#### YOUR OBJECTIVE:
Return the entries in full, exactly as they were written.

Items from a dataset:
▽

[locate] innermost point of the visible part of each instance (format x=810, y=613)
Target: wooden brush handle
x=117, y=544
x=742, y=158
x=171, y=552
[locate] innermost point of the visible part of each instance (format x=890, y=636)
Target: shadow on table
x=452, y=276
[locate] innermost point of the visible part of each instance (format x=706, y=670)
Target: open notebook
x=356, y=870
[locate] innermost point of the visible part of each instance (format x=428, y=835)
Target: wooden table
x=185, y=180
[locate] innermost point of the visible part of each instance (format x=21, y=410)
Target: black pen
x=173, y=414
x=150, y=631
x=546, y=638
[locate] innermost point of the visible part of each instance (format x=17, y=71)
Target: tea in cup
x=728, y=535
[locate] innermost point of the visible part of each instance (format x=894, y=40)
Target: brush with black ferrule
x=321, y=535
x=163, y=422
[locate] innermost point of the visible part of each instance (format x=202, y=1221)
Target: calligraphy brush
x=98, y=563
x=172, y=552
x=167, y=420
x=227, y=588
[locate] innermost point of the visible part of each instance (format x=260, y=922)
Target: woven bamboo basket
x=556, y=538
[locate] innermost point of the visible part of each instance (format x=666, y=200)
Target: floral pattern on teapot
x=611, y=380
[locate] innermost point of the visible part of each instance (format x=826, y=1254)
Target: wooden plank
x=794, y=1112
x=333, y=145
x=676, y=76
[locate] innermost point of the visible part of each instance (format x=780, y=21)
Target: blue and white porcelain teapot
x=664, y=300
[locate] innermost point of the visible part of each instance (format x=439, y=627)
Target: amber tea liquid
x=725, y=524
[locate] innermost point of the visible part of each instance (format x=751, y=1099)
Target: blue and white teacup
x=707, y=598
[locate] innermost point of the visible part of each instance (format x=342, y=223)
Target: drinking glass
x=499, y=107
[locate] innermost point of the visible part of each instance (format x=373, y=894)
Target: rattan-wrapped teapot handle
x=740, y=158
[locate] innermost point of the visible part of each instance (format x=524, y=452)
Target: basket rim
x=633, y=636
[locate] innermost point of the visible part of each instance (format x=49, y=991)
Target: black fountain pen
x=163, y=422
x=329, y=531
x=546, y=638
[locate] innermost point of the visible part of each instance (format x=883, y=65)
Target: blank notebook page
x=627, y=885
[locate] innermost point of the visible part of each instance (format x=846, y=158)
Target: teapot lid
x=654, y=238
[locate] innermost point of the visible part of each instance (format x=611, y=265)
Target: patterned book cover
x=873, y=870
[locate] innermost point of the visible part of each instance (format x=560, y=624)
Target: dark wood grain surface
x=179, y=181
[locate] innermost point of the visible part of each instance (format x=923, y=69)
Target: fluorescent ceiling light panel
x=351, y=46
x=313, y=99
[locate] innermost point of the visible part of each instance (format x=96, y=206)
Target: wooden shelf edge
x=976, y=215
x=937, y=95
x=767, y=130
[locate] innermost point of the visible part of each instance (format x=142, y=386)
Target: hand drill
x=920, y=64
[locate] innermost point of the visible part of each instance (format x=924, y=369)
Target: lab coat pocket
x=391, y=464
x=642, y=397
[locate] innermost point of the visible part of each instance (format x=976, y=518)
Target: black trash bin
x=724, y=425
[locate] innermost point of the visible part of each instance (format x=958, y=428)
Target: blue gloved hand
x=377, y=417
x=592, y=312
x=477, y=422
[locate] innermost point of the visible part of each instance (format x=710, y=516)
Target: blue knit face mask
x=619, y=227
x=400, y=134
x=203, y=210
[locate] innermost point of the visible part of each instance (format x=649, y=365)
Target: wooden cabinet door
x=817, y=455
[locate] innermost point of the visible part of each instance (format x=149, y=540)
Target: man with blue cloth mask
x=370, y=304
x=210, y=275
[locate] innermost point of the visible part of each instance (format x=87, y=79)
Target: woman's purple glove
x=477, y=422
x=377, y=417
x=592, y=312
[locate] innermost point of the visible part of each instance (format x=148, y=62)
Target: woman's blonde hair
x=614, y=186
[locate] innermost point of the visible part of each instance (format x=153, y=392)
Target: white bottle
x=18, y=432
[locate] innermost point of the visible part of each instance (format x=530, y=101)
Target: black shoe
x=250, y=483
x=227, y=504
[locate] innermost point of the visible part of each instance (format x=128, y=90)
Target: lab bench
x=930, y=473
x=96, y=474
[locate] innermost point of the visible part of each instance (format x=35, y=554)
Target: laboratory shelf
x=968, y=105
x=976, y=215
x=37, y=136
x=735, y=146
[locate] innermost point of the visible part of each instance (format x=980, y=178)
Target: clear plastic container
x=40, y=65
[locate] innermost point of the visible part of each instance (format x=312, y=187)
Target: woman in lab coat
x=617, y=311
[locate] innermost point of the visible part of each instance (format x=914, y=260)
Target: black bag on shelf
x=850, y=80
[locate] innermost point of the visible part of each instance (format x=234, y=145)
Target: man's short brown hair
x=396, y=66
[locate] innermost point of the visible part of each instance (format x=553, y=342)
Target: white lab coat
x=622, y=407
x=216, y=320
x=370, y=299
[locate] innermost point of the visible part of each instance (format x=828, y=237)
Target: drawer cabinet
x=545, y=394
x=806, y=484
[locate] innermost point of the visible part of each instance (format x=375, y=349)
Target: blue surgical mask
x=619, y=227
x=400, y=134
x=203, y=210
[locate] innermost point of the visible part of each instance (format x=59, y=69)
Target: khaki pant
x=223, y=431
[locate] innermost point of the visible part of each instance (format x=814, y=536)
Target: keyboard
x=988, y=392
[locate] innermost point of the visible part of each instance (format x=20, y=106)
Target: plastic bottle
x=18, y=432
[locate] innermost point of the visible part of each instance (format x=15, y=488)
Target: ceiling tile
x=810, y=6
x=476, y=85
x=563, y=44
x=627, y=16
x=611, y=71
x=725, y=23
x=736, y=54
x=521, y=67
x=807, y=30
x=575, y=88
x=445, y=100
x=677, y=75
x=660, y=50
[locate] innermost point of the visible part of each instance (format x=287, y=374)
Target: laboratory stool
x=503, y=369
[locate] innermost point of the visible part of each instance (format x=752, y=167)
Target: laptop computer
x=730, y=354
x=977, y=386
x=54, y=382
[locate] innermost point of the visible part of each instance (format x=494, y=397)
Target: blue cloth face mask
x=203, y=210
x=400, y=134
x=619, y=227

△

#### ANSWER FOR THE TASK:
[locate] innermost point of the visible part of each instance (format x=810, y=613)
Target: wooden brush handle
x=117, y=544
x=742, y=158
x=171, y=552
[locate] innermost point of the visible part of each instance (format x=890, y=636)
Target: shadow on table
x=452, y=276
[locate] innermost point of the visible part of each instance (format x=706, y=670)
Target: open notebook
x=356, y=870
[locate] innermost point of the visible part of each instance (format x=428, y=835)
Target: wooden table
x=185, y=180
[locate] innermost point of the visible part of each instance (format x=21, y=410)
Target: black pen
x=173, y=414
x=150, y=631
x=546, y=638
[locate] innermost point of the visible part of each instance (format x=17, y=71)
Target: tea in cup
x=728, y=535
[locate] innermost point of the visible part of each instance (format x=894, y=40)
Target: brush with black ferrule
x=321, y=535
x=163, y=422
[locate] innermost point of the visible part of each instance (format x=202, y=1221)
Target: calligraphy brush
x=98, y=563
x=172, y=552
x=167, y=420
x=227, y=588
[locate] innermost point of the visible part of each instance (format x=260, y=922)
Target: woven bamboo basket
x=556, y=538
[locate] innermost point of the visible part of each instance (format x=666, y=200)
Target: floral pattern on teapot
x=611, y=380
[locate] innermost point of the visible part of each instance (format x=826, y=1254)
Target: wooden plank
x=794, y=1112
x=333, y=145
x=676, y=76
[locate] innermost point of the visible part of each instance (format x=780, y=21)
Target: blue and white porcelain teapot
x=664, y=300
[locate] innermost point of the visible part of each instance (format x=439, y=627)
Target: amber tea liquid
x=725, y=524
[locate] innermost point of the visible part of each instance (format x=751, y=1099)
Target: blue and white teacup
x=707, y=598
[locate] innermost point of the visible part of each instance (format x=342, y=223)
Target: drinking glass
x=499, y=107
[locate] innermost point of the visible part of each instance (format x=373, y=894)
Target: rattan-wrapped teapot handle
x=740, y=158
[locate] innermost point of the visible part of each instance (format x=524, y=452)
Target: basket rim
x=633, y=636
[locate] innermost point of the visible part of each instance (format x=49, y=991)
Target: black fountain pen
x=163, y=422
x=329, y=531
x=546, y=638
[locate] innermost point of the visible part of each instance (format x=883, y=65)
Target: blank notebook page
x=627, y=885
[locate] innermost point of the visible part of each instance (format x=846, y=158)
Target: teapot lid
x=654, y=238
[locate] innermost point of the visible part of each instance (format x=611, y=265)
Target: patterned book cover
x=873, y=870
[locate] innermost point of the visible part of each instance (format x=560, y=624)
Target: dark wood grain surface
x=179, y=181
[locate] innermost point of the visible part of each instance (format x=923, y=69)
Target: fluorescent ceiling light panel
x=351, y=46
x=313, y=99
[locate] innermost point of the visible part of each instance (format x=96, y=206)
Target: wooden shelf edge
x=976, y=215
x=937, y=95
x=767, y=130
[locate] innermost point of the visible part of each instance (format x=142, y=386)
Target: hand drill
x=920, y=64
[locate] innermost point of the visible part of each instance (format x=924, y=369)
Target: lab coat pocket
x=391, y=464
x=642, y=397
[locate] innermost point of the visible part of each instance (format x=976, y=518)
Target: black trash bin
x=724, y=425
[locate] innermost point of the visible part of each instance (format x=958, y=428)
Target: blue gloved hand
x=377, y=417
x=592, y=312
x=477, y=422
[locate] innermost point of the visible part of each instance (format x=710, y=516)
Target: blue knit face mask
x=619, y=227
x=400, y=134
x=203, y=210
[locate] innermost point of the visible part of each instance (format x=649, y=365)
Target: wooden cabinet door
x=817, y=455
[locate] innermost point of the visible part of each instance (format x=149, y=540)
Target: man with blue cloth mask
x=370, y=304
x=210, y=275
[locate] innermost point of the visible part of each instance (format x=87, y=79)
Target: woman's purple glove
x=477, y=422
x=377, y=417
x=592, y=312
[locate] innermost point of the visible part of each instance (format x=148, y=62)
Target: woman's blonde hair
x=614, y=186
[locate] innermost point of the visible part of each instance (format x=153, y=392)
Target: white bottle
x=18, y=432
[locate] innermost point of the visible part of each instance (format x=530, y=101)
Target: black shoe
x=250, y=483
x=227, y=504
[locate] innermost point of the visible part of each instance (format x=128, y=90)
Target: lab bench
x=930, y=473
x=96, y=474
[locate] innermost point of the visible part of each instance (format x=35, y=554)
Target: laboratory shelf
x=968, y=105
x=976, y=215
x=37, y=136
x=735, y=146
[locate] innermost point of the visible part of each instance (format x=980, y=178)
Target: clear plastic container
x=40, y=65
[locate] innermost point of the visible part of each instance (format x=312, y=187)
Target: woman in lab coat
x=617, y=311
[locate] innermost point of the visible part of each instance (format x=914, y=260)
Target: black bag on shelf
x=850, y=80
[locate] innermost point of the visible part of each instance (format x=234, y=145)
Target: man's short brown hair
x=396, y=66
[locate] innermost point of the visible part of each instance (format x=553, y=342)
Target: white lab coat
x=622, y=407
x=216, y=320
x=370, y=299
[locate] innermost point of the visible part of each instance (format x=828, y=237)
Target: drawer cabinet
x=545, y=394
x=806, y=484
[locate] innermost point of the visible part of each instance (format x=375, y=349)
Target: blue surgical mask
x=619, y=227
x=400, y=134
x=203, y=210
[locate] innermost point of the visible part of each instance (format x=59, y=69)
Target: khaki pant
x=223, y=431
[locate] innermost point of the visible part of each instance (format x=814, y=536)
Target: keyboard
x=988, y=392
[locate] innermost point of the visible part of each instance (format x=20, y=106)
Target: plastic bottle
x=18, y=432
[locate] innermost point of the visible part of each instance (format x=15, y=488)
Target: ceiling tile
x=810, y=6
x=476, y=85
x=563, y=44
x=627, y=16
x=611, y=71
x=725, y=23
x=736, y=54
x=521, y=67
x=807, y=30
x=575, y=88
x=445, y=100
x=677, y=75
x=660, y=50
[locate] innermost point of the visible part of each instance (format x=287, y=374)
Target: laboratory stool
x=503, y=369
[locate] innermost point of the visible part of each instance (format x=752, y=167)
Target: laptop computer
x=730, y=354
x=977, y=386
x=54, y=382
[locate] innermost point of the visible part of each instance (format x=494, y=397)
Target: blue cloth face mask
x=203, y=210
x=400, y=134
x=619, y=227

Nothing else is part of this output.